▸ Object location annotation data

_ _ _ _

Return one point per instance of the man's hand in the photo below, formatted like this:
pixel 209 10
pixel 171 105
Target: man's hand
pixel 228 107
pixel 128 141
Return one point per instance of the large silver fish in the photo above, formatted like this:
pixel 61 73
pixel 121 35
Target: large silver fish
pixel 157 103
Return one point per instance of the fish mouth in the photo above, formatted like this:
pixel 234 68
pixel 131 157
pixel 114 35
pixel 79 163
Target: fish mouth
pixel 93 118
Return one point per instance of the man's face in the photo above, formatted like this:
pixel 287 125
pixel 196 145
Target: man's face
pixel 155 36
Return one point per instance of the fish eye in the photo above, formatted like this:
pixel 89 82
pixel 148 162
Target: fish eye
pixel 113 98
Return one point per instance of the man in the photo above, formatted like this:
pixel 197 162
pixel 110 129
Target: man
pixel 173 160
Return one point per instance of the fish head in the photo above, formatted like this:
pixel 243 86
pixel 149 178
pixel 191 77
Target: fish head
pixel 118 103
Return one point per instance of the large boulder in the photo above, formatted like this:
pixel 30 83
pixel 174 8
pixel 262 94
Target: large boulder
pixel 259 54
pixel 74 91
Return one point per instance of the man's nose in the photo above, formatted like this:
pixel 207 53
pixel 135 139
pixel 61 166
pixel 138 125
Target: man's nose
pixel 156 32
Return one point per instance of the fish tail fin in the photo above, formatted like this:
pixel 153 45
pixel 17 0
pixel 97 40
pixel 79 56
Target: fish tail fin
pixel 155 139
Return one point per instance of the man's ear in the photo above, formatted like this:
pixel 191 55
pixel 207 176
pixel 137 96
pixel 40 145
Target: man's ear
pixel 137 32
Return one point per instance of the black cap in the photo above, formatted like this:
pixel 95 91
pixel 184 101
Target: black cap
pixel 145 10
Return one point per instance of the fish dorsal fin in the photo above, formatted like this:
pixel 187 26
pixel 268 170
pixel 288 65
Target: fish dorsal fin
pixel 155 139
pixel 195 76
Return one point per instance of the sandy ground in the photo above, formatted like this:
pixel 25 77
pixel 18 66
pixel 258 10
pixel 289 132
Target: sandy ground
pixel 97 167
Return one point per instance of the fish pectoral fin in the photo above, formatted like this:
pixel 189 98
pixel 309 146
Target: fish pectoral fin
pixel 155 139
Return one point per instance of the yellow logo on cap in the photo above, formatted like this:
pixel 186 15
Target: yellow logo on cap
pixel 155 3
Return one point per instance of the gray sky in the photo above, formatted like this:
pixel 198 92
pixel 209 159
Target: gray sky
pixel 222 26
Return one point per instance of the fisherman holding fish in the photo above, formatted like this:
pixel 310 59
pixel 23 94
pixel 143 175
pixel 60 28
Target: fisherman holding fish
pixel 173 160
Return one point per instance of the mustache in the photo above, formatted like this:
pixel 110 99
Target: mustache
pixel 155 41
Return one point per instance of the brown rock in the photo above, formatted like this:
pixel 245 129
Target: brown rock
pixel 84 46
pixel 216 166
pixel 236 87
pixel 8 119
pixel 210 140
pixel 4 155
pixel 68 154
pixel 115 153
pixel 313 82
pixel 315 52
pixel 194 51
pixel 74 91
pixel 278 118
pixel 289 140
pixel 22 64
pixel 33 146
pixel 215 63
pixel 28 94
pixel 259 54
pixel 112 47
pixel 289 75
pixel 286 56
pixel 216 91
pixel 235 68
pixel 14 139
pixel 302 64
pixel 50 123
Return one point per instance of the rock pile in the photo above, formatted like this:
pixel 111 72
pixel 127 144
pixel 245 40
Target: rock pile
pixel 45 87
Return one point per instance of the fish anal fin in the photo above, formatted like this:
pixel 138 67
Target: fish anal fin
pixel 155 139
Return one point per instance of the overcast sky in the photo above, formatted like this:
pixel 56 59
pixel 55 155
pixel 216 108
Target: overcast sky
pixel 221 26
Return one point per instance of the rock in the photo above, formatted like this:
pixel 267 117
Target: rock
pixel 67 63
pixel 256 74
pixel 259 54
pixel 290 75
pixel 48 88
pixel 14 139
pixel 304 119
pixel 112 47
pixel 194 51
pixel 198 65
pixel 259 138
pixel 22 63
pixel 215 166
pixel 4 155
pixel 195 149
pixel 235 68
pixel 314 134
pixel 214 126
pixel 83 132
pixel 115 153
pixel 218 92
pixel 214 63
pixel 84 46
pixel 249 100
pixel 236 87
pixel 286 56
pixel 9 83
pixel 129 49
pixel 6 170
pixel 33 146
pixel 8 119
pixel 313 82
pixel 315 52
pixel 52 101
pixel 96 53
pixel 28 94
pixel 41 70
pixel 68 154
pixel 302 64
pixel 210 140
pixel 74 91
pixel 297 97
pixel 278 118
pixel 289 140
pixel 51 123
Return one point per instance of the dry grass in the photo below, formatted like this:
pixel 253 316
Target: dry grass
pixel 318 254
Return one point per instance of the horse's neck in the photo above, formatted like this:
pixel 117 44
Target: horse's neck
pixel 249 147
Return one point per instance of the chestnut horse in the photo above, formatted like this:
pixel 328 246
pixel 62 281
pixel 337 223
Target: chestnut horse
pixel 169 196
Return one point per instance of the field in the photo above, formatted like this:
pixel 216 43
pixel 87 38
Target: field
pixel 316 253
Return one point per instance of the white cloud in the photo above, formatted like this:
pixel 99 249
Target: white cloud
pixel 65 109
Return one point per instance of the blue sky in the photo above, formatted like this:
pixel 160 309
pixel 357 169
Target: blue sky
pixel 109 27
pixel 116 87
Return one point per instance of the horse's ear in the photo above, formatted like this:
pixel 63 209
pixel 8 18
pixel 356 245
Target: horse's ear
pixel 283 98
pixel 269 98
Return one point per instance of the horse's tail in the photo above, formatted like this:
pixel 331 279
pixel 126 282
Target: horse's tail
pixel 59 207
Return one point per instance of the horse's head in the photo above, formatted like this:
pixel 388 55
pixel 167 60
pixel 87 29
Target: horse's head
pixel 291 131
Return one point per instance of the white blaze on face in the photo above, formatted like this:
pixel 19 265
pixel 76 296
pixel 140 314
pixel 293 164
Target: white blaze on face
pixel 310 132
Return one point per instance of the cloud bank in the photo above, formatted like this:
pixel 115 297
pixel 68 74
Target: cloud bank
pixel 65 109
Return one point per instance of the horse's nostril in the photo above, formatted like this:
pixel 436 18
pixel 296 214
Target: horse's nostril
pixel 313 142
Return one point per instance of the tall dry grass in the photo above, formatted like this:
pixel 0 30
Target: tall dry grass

_ _ _ _

▸ PROMPT
Reproduce all of the data above line for line, with no changes.

▸ WRITTEN RESPONSE
Return one point per instance of the man's hand in the photo below, formatted like this:
pixel 209 10
pixel 171 105
Target: man's hand
pixel 228 107
pixel 128 141
Return one point per instance of the large silver fish in the photo above, formatted like this:
pixel 61 73
pixel 121 35
Target: large silver fish
pixel 157 103
Return one point per instance of the fish mouth in the photo above, formatted like this:
pixel 234 68
pixel 131 157
pixel 114 35
pixel 79 163
Target: fish mouth
pixel 93 118
Return one point per instance of the man's face in the photo above, formatted like this:
pixel 287 125
pixel 196 145
Target: man's face
pixel 155 36
Return one point per instance of the fish eye in the photo above, formatted like this:
pixel 89 82
pixel 148 162
Target: fish eye
pixel 113 98
Return one point per instance of the man in the photo above, formatted like this:
pixel 197 162
pixel 110 129
Target: man
pixel 173 160
Return one point per instance of the fish head in the photo above, formatted like this:
pixel 243 86
pixel 149 178
pixel 191 77
Target: fish head
pixel 118 103
Return one point per instance of the large boulder in the photo above, formatted like this:
pixel 30 83
pixel 174 8
pixel 262 94
Target: large boulder
pixel 259 54
pixel 74 91
Return one point per instance of the man's nose in the photo above, formatted like this:
pixel 207 53
pixel 135 139
pixel 61 166
pixel 138 125
Target: man's nose
pixel 156 32
Return one point per instance of the fish tail fin in the photo above, formatted like this:
pixel 153 45
pixel 17 0
pixel 97 40
pixel 79 56
Target: fish tail fin
pixel 155 139
Return one point per instance of the man's ear in the photo above, formatted like this:
pixel 191 55
pixel 207 176
pixel 137 96
pixel 40 145
Target: man's ear
pixel 137 32
Return one point per instance of the black cap in the photo above, formatted like this:
pixel 95 91
pixel 184 101
Target: black cap
pixel 145 10
Return one point per instance of the fish dorsal fin in the photo above, formatted like this:
pixel 187 26
pixel 268 170
pixel 288 65
Target: fish dorsal fin
pixel 155 139
pixel 195 76
Return one point per instance of the sandy ground in the photo above, formatted like this:
pixel 25 77
pixel 18 66
pixel 258 10
pixel 289 132
Target: sandy ground
pixel 97 167
Return one point per instance of the fish pectoral fin in the photo above, formatted like this:
pixel 189 98
pixel 309 146
Target: fish pectoral fin
pixel 155 139
Return one point per instance of the yellow logo on cap in the photo above, formatted like this:
pixel 186 15
Target: yellow logo on cap
pixel 155 3
Return one point per instance of the gray sky in the photo above, formatted like this:
pixel 198 92
pixel 209 159
Target: gray sky
pixel 222 26
Return one point per instance of the fisherman holding fish in the photo above, formatted like this:
pixel 310 59
pixel 23 94
pixel 143 175
pixel 60 28
Target: fisherman holding fish
pixel 173 160
Return one point per instance of the mustache in the photo above, formatted like this:
pixel 110 99
Target: mustache
pixel 155 41
Return one point per instance of the brown rock in the photo above, formatted like this:
pixel 245 129
Target: brown rock
pixel 84 46
pixel 216 166
pixel 236 87
pixel 8 119
pixel 210 140
pixel 4 155
pixel 68 154
pixel 115 153
pixel 313 82
pixel 315 52
pixel 194 51
pixel 74 91
pixel 278 118
pixel 289 140
pixel 22 64
pixel 33 146
pixel 215 63
pixel 28 94
pixel 259 54
pixel 112 47
pixel 289 75
pixel 286 56
pixel 216 91
pixel 235 68
pixel 14 139
pixel 302 64
pixel 50 123
Return one point per instance of the rock pile in the photo above, formatted like this:
pixel 111 72
pixel 127 144
pixel 245 40
Target: rock pile
pixel 45 87
Return one point per instance of the fish anal fin in the photo above, formatted like this:
pixel 138 67
Target: fish anal fin
pixel 155 139
Return one point per instance of the overcast sky in the photo above, formatted like this:
pixel 56 59
pixel 55 155
pixel 216 108
Target: overcast sky
pixel 221 26
Return one point per instance of the rock in the photo above, formatted like this:
pixel 267 117
Target: rock
pixel 67 63
pixel 256 74
pixel 259 54
pixel 290 75
pixel 48 88
pixel 14 139
pixel 304 119
pixel 112 47
pixel 194 51
pixel 198 65
pixel 259 138
pixel 22 63
pixel 215 166
pixel 4 155
pixel 195 149
pixel 235 68
pixel 314 134
pixel 214 126
pixel 83 132
pixel 115 153
pixel 218 92
pixel 214 63
pixel 84 46
pixel 249 100
pixel 236 87
pixel 286 56
pixel 9 83
pixel 129 49
pixel 6 170
pixel 33 146
pixel 8 119
pixel 313 82
pixel 315 52
pixel 52 101
pixel 96 53
pixel 28 94
pixel 41 70
pixel 68 154
pixel 302 64
pixel 210 140
pixel 74 91
pixel 297 97
pixel 278 118
pixel 289 140
pixel 51 123
Return one point per instance of the dry grass in the photo below, formatted like this:
pixel 253 316
Target: dry grass
pixel 318 254
Return one point per instance of the horse's neck in the photo above, formatted like this:
pixel 117 44
Target: horse's neck
pixel 249 147
Return one point per instance of the chestnut horse in the photo above, formatted like this:
pixel 328 246
pixel 62 281
pixel 337 223
Target: chestnut horse
pixel 169 196
Return one point per instance of the field in the photo above, formatted like this:
pixel 216 43
pixel 87 38
Target: field
pixel 316 253
Return one point per instance of the white cloud in the photo above, formatted like this:
pixel 99 249
Target: white cloud
pixel 65 109
Return one point per instance of the blue sky in the photo above, formatted like this:
pixel 160 309
pixel 357 169
Target: blue sky
pixel 109 27
pixel 116 87
Return one point per instance of the horse's ear in the photo above, formatted like this:
pixel 63 209
pixel 8 18
pixel 356 245
Target: horse's ear
pixel 283 98
pixel 269 98
Return one point per instance of the horse's tail in the photo above, formatted like this:
pixel 331 279
pixel 126 282
Target: horse's tail
pixel 59 207
Return one point per instance of the horse's head in the photo above, formatted like this:
pixel 388 55
pixel 167 60
pixel 87 29
Target: horse's head
pixel 291 131
Return one point per instance of the white blaze on face in the photo above, formatted like this:
pixel 19 265
pixel 76 296
pixel 140 314
pixel 293 164
Target: white blaze on face
pixel 310 132
Return one point per instance of the cloud bank in the photo above, formatted like this:
pixel 115 297
pixel 68 74
Target: cloud bank
pixel 65 109
Return one point per instance of the horse's nostril in the photo above, formatted like this:
pixel 436 18
pixel 296 214
Target: horse's nostril
pixel 313 142
Return one point per instance of the tall dry grass in the photo above, formatted like this:
pixel 0 30
Target: tall dry grass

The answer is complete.